§ What you are asked to do
The response must contain every record, repeated exactly.

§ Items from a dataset

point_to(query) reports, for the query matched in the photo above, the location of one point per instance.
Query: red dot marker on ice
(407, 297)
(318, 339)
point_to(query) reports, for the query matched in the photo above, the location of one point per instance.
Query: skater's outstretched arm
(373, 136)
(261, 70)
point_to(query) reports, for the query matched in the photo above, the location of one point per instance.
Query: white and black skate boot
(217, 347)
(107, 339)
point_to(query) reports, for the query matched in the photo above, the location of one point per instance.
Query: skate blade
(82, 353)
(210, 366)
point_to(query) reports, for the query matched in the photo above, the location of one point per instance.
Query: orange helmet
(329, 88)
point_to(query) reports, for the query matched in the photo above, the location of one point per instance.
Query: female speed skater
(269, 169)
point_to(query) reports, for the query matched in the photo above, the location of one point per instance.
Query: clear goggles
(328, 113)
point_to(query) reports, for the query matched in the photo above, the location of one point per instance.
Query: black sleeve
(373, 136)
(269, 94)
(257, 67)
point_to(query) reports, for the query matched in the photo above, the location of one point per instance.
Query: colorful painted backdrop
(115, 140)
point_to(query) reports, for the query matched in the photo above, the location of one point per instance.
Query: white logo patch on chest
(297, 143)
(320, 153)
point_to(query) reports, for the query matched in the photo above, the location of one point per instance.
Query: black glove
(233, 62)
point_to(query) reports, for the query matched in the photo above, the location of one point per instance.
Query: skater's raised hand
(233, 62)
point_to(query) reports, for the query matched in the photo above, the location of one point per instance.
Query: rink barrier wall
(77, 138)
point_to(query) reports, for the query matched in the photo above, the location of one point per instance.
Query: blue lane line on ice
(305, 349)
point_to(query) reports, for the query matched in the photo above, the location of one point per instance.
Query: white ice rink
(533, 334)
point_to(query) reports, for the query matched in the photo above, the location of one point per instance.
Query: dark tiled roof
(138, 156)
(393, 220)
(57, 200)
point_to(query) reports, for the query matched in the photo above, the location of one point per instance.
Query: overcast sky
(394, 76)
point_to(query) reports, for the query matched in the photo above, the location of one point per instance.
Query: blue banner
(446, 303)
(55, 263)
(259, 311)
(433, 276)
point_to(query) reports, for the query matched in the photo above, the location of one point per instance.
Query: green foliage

§ Worked solution
point_to(query) reports, for the query matched in the photo above, the location of one point per instance.
Query: red dot marker on ice
(407, 297)
(318, 339)
point_to(query) reports, for the query matched in the photo above, the location of one point per instance.
Query: skater's outstretched arm
(373, 136)
(261, 70)
point_to(query) reports, for the query matched in the photo above, the location of one point per instance.
Query: white and black skate boot
(217, 347)
(107, 339)
point_to(query) reports, for the query matched in the photo above, the location of one point per instance.
Query: skate blade
(82, 353)
(210, 366)
point_to(query) reports, for the query matched in the photo above, the location of one point per instance.
Query: orange helmet
(329, 88)
point_to(query) reports, for the query matched in the photo above, the location of one point per instance.
Query: female speed skater
(269, 169)
point_to(query) reports, for the query matched in the photo above, the location of one point per instance.
Query: clear goggles
(328, 113)
point_to(query) reports, for the query matched in the photo above, the location of one point per instance.
Query: black sleeve
(373, 136)
(269, 94)
(257, 67)
point_to(query) reports, for the query matched in the photo above, the location of one point per instance.
Query: colorful painted backdrop
(115, 140)
point_to(query) reports, for the query matched in the photo above, the location of one point per instance.
Query: white logo patch on chest
(297, 143)
(320, 153)
point_to(query) reports, for the query matched in the photo above, the location of one point per instance.
Query: black glove
(233, 62)
point_to(query) reports, for the query matched in the photo above, the location of one point per instance.
Query: skater's raised hand
(233, 62)
point_to(query) reports, for the query matched in the photo above, the location of one point per instance.
Query: rink barrier wall
(77, 138)
point_to(query) reports, for the query matched in the photo above, the location of one point per instance.
Query: blue lane line on ice
(305, 349)
point_to(query) reports, for the query matched in the photo above, the location of one point per instance.
Query: white ice rink
(533, 334)
point_to(query) reports, for the query matched in the photo above, the location of one point per instance.
Query: dark tiled roof
(138, 156)
(393, 220)
(57, 200)
point_to(query) reports, for the query matched in the photo above, the location of one point per instance.
Query: overcast sky
(394, 76)
point_to(query) reports, for the query matched in the photo above, the location of one point per instance.
Query: blue banner
(446, 303)
(55, 263)
(259, 311)
(433, 276)
point_to(query) reports, for the query matched in the photo above, the location of one point per instance.
Query: green foliage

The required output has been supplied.